> Point localization data
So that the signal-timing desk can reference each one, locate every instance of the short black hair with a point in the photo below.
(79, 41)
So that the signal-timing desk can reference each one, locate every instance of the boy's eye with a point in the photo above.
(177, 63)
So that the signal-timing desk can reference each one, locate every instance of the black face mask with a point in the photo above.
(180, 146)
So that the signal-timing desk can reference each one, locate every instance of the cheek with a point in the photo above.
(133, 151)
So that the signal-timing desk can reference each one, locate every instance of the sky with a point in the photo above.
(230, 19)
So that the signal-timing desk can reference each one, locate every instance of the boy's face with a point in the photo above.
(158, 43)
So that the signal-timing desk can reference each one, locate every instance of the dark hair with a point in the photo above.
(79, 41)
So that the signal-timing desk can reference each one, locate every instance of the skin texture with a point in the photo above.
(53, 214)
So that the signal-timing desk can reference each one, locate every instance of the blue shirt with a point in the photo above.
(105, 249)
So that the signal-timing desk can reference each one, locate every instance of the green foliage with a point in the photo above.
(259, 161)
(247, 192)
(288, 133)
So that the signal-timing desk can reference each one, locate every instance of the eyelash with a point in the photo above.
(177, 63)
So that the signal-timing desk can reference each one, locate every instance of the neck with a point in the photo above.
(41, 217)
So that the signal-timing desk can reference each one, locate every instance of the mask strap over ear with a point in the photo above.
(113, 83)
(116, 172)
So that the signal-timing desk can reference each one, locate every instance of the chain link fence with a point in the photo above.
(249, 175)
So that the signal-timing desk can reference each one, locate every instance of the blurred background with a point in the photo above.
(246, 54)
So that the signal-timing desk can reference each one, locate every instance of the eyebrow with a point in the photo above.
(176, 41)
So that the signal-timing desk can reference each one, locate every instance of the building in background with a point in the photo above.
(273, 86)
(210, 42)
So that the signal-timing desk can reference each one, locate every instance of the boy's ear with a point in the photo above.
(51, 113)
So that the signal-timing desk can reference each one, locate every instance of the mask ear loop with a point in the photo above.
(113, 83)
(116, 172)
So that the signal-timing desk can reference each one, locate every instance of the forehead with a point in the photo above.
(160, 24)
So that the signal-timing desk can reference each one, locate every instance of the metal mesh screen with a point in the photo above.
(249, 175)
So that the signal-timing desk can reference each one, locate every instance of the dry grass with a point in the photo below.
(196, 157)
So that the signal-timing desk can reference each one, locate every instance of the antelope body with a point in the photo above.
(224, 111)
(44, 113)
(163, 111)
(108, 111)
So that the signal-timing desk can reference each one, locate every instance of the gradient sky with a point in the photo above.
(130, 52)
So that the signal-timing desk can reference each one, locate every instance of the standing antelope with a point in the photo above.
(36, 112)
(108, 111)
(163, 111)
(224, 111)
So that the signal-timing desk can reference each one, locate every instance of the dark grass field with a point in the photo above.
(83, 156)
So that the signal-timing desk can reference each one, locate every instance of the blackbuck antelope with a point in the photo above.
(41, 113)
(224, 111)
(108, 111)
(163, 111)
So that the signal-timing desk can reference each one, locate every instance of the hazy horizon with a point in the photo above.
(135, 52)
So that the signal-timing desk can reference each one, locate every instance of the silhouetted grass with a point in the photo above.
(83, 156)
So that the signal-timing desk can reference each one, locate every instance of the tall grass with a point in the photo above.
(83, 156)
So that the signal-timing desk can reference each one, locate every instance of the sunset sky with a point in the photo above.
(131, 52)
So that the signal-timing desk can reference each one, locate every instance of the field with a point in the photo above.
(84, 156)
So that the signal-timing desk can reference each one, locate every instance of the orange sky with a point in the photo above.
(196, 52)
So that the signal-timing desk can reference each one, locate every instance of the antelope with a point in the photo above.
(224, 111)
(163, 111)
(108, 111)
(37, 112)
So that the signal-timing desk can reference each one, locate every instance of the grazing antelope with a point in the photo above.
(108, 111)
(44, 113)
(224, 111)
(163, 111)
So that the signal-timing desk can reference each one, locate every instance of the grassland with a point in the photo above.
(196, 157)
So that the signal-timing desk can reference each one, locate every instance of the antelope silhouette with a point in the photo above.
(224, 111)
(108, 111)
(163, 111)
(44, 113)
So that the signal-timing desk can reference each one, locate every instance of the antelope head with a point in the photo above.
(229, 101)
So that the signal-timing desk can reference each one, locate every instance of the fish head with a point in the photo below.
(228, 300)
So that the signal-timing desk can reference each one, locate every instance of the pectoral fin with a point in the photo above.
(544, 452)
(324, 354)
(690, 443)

> Exercise instructions
Lines from the one with "of the sunset" through the last line above must be printed exactly; no other line is to appear.

> Task solution
So that the signal-timing desk can reference each one, locate every instance of the sunset sky with a point in the photo above.
(131, 52)
So that the signal-timing desk can reference each one, locate every instance of the field with a point in the photo above.
(84, 156)
So that the signal-timing desk can reference each one, locate every instance of the orange sky with a point in the photo above.
(196, 52)
So that the signal-timing desk can reference each one, locate every instance of the antelope with a point in the photo above.
(224, 111)
(163, 111)
(108, 111)
(37, 112)
So that the signal-timing desk can reference each one, locate every instance of the grazing antelope with a point in the photo above.
(108, 111)
(44, 113)
(224, 111)
(163, 111)
So that the signal-timing desk can reference each one, locate every instance of the grassland with a point in the photo above.
(196, 157)
So that the signal-timing desk can reference each one, locate every instance of the antelope silhouette with a point in the photo above.
(224, 111)
(108, 111)
(163, 111)
(44, 113)
So that the signal-timing desk can reference each one, locate every instance of the antelope head with a point in the photo above.
(229, 101)
So that the signal-timing desk can reference each one, locate every instance of the fish head with a point in the photo below.
(228, 300)
So that the signal-timing desk can reference each one, locate every instance of the pectoral fin with a point in the photo above.
(544, 452)
(324, 354)
(690, 443)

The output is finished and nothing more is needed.